» **PEDIDO DE TRABALHO A**
Responda às perguntas abaixo com base no texto sobre vacina e demissão:
(i) Em que data saiu a portaria do Ministério do Trabalho citada?
(ii) Desde que ano existe a redação da CLT mencionada?
(iii) Quem preside o Conselho das Secretarias Municipais de Saúde do Ceará?
» **PEDIDO DE TRABALHO B**
Dê sequência ao texto sobre vacina e demissão a partir do ponto em que ele termina.

» **TRECHO DO TEXTO**
Afinal, quem não quiser tomar vacina pode ou não ser demitido?

Decisão recente do STF é mais um elemento da discussão jurídica

Legenda: A presidente do Conselho das Secretarias Municipais de Saúde do Ceará (Cosems-CE), Sayonara Cidade, observa que grande parte das pessoas que estão sendo contaminadas e desenvolvendo formas graves da Covid atualmente não tomaram a vacina ou não completaram as duas doses
Foto: José Leomar

De um lado, uma portaria do Ministério do Trabalho, de 1º de novembro, proibindo demissão por justa causa de empregados quando recusarem a vacinação contra Covid-19. A justificativa do ministério seria de que a demissão nestes moldes é discriminatória.

De outro lado, em sentido contrário, alguns artigos da CLT, pareceres do Ministério Público do Trabalho, decisões da Justiça do Trabalho, do Supremo Tribunal Federal (STF) (suspendendo a portaria) e até mesmo do próprio Ministério do Trabalho — que desde o ano passado define Covid como doença ocupacional a ser coibida pelos empresários e empregados.

Quem está certo?

Abaixo, tento responder a questão.

Obrigação do empregador e do empregado

A Consolidação das Leis do Trabalho, numa redação que existe desde 1977, informa que cabe às empresas instruir os empregados, através de ordens de serviço, quanto às precauções a tomar no sentido de evitar acidentes do trabalho ou doenças ocupacionais (art. 157, II, CLT).

Ora, já na redação de 1977 cabia aos empregados observar as normas de segurança e medicina do trabalho, inclusive as precauções com doenças ocupacionais (art. 158, I), constituindo ato faltoso do empregado a recusa injustificada (158, parágrafo único, a).

Pelos artigos citados acima, nenhuma dúvida de que o empregado pode ser demitido se não se vacina sem justificativa razoável.

Mas e a Constituição Federal?

» **DADOS REGISTRADOS**
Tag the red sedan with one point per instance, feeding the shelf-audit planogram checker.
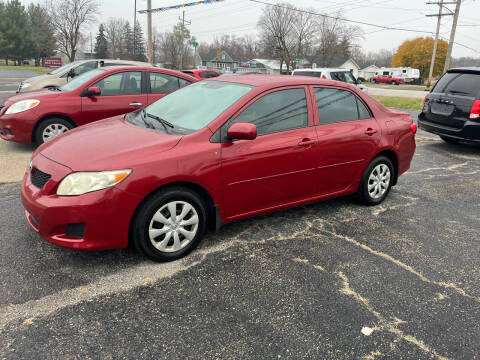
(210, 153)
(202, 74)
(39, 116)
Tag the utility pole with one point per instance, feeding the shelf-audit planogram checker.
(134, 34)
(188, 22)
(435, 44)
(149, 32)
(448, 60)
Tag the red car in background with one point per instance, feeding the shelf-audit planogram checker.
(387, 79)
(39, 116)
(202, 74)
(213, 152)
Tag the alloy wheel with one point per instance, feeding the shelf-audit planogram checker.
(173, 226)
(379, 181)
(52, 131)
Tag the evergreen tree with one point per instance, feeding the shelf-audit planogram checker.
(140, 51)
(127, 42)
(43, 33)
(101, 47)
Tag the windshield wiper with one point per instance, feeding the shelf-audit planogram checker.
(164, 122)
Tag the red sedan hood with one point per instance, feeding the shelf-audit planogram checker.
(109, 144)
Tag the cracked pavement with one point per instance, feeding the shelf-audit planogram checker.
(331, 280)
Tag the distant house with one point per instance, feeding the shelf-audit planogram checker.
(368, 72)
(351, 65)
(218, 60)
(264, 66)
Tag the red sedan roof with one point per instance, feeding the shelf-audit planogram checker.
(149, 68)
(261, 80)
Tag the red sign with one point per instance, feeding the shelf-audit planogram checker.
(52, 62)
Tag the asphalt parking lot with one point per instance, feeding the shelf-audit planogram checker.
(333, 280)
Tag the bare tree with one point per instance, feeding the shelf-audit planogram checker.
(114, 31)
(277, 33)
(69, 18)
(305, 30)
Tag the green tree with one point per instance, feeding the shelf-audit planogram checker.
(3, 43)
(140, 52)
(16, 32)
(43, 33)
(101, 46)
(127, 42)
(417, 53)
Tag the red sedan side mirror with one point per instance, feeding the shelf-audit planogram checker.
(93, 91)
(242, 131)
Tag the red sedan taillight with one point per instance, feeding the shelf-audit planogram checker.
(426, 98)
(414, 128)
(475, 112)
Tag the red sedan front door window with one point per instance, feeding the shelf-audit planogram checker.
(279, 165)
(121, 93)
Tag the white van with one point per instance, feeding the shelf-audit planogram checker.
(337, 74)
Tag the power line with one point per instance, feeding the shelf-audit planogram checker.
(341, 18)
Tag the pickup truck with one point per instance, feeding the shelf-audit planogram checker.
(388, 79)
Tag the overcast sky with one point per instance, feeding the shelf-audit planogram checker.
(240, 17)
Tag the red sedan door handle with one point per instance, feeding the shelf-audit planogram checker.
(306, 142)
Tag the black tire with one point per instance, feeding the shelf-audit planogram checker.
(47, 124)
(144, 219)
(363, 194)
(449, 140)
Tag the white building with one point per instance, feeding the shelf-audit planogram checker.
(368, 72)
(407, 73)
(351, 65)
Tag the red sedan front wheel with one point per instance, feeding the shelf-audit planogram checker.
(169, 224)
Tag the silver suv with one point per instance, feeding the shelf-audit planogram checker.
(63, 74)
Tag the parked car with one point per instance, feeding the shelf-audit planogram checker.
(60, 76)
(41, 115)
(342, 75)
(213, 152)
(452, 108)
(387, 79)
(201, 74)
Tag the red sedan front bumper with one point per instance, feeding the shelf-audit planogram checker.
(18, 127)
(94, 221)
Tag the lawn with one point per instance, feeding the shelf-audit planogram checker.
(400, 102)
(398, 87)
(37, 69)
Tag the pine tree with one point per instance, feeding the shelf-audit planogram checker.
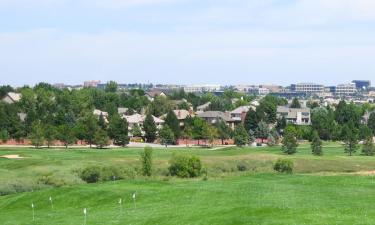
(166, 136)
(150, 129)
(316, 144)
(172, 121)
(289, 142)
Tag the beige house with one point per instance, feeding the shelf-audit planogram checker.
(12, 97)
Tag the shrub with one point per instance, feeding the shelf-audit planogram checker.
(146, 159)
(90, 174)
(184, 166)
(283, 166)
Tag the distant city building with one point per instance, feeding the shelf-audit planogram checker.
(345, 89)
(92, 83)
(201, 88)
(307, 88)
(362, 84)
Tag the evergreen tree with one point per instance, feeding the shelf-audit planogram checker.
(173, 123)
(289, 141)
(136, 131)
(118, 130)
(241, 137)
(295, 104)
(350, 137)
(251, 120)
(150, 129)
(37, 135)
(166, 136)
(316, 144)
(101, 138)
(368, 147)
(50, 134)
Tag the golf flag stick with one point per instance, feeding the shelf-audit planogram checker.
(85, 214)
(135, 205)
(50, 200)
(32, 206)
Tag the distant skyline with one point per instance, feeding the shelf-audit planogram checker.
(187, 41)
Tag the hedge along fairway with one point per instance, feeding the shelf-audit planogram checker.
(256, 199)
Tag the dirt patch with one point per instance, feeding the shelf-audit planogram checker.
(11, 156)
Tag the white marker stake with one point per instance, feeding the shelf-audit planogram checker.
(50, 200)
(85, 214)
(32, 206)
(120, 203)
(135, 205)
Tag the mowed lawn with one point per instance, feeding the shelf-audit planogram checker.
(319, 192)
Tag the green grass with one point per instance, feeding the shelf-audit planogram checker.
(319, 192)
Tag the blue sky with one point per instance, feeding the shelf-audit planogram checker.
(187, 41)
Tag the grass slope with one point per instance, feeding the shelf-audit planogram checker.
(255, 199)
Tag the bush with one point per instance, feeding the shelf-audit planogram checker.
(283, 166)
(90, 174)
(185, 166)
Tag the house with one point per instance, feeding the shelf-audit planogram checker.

==

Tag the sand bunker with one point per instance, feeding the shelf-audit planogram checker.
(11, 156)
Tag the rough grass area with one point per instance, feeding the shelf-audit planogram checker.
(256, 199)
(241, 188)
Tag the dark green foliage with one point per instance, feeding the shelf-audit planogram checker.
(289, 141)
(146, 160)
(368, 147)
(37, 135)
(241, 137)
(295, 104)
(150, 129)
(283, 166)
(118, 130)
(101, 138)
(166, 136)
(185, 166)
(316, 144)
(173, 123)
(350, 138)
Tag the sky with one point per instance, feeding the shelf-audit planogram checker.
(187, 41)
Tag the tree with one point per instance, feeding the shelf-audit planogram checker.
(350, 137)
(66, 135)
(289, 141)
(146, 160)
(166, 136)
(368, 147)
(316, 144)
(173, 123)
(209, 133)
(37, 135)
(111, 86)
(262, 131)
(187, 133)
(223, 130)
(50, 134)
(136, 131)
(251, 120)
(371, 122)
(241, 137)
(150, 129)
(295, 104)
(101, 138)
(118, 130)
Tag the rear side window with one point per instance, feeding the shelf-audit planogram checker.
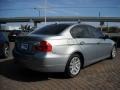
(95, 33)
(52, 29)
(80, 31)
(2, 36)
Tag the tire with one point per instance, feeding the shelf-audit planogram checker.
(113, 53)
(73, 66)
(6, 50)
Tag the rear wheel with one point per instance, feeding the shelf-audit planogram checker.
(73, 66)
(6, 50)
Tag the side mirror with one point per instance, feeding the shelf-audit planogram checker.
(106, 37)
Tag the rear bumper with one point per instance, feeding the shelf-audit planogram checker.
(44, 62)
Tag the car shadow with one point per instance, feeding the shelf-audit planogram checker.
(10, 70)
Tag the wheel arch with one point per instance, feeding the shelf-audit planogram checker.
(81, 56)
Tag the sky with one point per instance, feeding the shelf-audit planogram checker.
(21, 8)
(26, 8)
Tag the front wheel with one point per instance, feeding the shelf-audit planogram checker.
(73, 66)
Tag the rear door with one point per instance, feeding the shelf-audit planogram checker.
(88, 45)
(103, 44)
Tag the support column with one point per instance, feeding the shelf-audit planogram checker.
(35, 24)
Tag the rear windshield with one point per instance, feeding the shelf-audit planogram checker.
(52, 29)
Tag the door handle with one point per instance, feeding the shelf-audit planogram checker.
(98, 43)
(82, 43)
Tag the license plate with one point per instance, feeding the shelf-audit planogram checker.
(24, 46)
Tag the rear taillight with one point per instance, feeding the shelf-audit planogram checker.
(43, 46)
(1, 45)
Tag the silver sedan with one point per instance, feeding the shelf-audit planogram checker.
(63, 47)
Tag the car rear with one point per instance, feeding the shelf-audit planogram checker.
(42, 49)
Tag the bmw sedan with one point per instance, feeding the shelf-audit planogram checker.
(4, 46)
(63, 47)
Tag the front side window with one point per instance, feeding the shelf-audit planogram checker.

» **RESPOSTA ESCRITA A**
(i) 1º de novembro.
(ii) 1977.
(iii) Sayonara Cidade.

» **RESPOSTA ESCRITA B**
Como já falado nesta coluna alhures, o Direito à Liberdade - inepta e nauseantemente alegado por negacionistas - não se sobrepõe ao

1. Direito à Vida — o mais importante de todos;

2. ao Direito à Liberdade de outras pessoas;

3. e deve ser ponderado junto ao Direito ao Meio Ambiente do trabalho, que são Princípios que também estão na Constituição Federal.

A afirmação acima é óbvia e elementar em Direito, uma vez que, admitida a liberdade com ilimitada, nenhuma lei poderia existir, uma vez que o conteúdo da norma jurídica traz, em si, um comando que subtrai, na exata medida enunciada, a liberdade plena.

Veja também

Especialistas corroboram decisão do STF

Para a advogada e mestre em Direito Cinthia Maia (UNI7), “o meio ambiente saudável é um direito-dever constitucional de todo cidadão, como bem exposto no art. 225, ou seja, tanto tem-se o direito a um meio ambiente preservado, como também o dever de preservá-lo".

"Em relação à Covid-19, não poderia ser diferente, os empregados e empregadores têm o direito e o dever de preservar o ambiente onde trabalham, o que pode ser feito por meio da utilização de Equipamentos de Proteção Individual, treinamentos específicos e até mesmo da exigência da vacinação”, completa a advogada.

Perguntada sobre demissão por justa causa do empregado que recusa vacina, a professora ressalva que “a liminar do Ministro Barroso autoriza que não se vacinem pessoas com expressa contraindicação médica à vacinação, devendo essas pessoas fazerem testagens periódicas”.

*Esse texto reflete, exclusivamente, a opinião do autor.